The Chairman took the floor again and put the draft resolution concerning the second item on the extraordinary agenda of today's Shareholders' Meeting relating to the assigning to the Board of Directors the proxy to increase the share capital to the vote. He noted that all the persons identified at the beginning of the meeting were still connected and that the attendance figures were unchanged.
At 11.37 a.m. (thirty seven minutes past eleven), the Chairman opened the vote and invited the Appointed Representative to declare the voting instructions received. The Appointed Representative took the floor and declared: no. 49,330,678 favourable votes no. 8,753,265 votes against no. 10,000 abstentions The Chairman took the floor again and declared the vote on the draft resolution concerning the second item on the extraordinary agenda of today's Shareholders' Meeting, which was approved by a majority, closed. ******* Since there were no other items on the agenda, the Chairman thanked all the persons attending and declared the Shareholders' Meeting closed at 11.40 a.m. (forty minutes past eleven). *** Please find enclosed with this deed: - under letter "A", the questions received in writing before the shareholders' meeting and the answers; - under letter "B", the list of the attendees in a single file with details of the votes; - under letter "C", the Report of the Board of Directors; - under letter "D", the articles of association. These minutes were signed by me, Notary Public, together with the annexes, at 12.40 p.m. (twelve hours and forty minutes) on this day. The document consists of thirteen sheets written partly by hand and partly by machine by myself and by a person I trust for fifty-one sides. Signed Anna Pellegrino
This document contains a true translation in English of the report in Italian "Tesmec-Verbale Assemblea del 21 maggio 2020-ITA". However, for information about Tesmec S.p.A. reference should be made exclusively to the original report in Italian. The Italian version of the "Tesmec-Verbale Assemblea del 21 maggio 2020-ITA" shall prevail upon the English version.

--*--

=== Required actions ===
a - Copy the part of the meeting minutes starting with "The Chairman took the floor again and put" and going on through "figures were unchanged.".
b - According to the meeting minutes, how many votes against the draft resolution did the Appointed Representative declare?

--*--

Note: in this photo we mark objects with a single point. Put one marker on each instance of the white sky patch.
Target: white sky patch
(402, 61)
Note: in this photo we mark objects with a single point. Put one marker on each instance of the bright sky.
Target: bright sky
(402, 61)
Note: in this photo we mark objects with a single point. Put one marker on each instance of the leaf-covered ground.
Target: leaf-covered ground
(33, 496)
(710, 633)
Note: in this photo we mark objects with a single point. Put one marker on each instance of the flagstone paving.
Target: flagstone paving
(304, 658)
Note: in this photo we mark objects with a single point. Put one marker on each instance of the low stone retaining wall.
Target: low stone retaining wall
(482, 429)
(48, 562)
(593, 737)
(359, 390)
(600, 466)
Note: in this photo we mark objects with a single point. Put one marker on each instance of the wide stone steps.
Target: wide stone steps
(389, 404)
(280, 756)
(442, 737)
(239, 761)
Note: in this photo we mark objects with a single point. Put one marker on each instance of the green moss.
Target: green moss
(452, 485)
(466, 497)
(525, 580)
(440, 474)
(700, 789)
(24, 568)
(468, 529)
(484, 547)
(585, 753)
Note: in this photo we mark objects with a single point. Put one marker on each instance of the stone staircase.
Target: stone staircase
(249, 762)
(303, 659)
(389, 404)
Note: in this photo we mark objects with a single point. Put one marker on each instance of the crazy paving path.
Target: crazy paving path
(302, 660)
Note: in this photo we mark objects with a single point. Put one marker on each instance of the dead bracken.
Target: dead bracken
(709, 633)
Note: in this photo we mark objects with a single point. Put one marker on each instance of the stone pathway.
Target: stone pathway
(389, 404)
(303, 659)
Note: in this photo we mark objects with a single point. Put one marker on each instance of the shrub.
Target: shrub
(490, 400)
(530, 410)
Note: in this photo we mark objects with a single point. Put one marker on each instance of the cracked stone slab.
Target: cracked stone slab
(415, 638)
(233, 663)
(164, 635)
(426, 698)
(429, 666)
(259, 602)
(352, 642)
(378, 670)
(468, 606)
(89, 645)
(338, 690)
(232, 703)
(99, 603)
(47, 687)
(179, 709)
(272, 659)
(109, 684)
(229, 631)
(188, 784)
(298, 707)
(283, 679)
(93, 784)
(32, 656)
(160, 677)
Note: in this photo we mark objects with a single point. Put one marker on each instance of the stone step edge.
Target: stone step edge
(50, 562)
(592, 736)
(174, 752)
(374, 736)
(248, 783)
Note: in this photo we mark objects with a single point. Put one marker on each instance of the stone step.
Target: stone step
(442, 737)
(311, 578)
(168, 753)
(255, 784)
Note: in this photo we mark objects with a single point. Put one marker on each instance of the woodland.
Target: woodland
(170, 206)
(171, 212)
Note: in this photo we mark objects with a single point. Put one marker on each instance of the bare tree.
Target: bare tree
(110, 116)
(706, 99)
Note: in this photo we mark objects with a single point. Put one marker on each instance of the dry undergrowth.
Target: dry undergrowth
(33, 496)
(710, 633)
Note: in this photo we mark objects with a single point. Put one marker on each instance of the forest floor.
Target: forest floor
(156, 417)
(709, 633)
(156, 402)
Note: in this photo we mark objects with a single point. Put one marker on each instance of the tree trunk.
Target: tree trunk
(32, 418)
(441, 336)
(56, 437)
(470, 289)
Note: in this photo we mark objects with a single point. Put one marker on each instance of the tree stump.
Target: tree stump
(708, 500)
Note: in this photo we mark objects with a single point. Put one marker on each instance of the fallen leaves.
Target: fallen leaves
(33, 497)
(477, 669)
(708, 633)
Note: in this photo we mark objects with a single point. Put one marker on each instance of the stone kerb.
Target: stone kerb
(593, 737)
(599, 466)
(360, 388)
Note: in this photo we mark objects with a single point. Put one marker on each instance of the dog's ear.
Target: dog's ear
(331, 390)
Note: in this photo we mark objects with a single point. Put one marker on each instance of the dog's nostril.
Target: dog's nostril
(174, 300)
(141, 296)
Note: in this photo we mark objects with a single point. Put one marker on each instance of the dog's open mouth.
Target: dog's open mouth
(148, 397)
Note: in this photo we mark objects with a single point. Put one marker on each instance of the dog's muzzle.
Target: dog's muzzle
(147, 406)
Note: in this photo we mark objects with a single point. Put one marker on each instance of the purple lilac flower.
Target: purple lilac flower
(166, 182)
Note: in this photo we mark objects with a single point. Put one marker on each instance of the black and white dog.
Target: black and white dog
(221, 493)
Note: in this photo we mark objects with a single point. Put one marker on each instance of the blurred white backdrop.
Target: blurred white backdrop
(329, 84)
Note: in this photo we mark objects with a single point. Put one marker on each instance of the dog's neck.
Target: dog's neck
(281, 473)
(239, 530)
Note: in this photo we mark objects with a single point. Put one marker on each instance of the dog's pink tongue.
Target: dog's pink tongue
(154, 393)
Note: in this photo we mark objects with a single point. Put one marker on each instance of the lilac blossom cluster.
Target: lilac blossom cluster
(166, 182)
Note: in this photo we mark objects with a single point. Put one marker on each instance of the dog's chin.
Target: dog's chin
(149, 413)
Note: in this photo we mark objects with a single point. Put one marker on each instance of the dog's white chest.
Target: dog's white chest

--*--

=== Answer set ===
a -
The Chairman took the floor again and put the draft resolution concerning the second item on the extraordinary agenda of today's Shareholders' Meeting relating to the assigning to the Board of Directors the proxy to increase the share capital to the vote. He noted that all the persons identified at the beginning of the meeting were still connected and that the attendance figures were unchanged.

b - 8,753,265 votes against.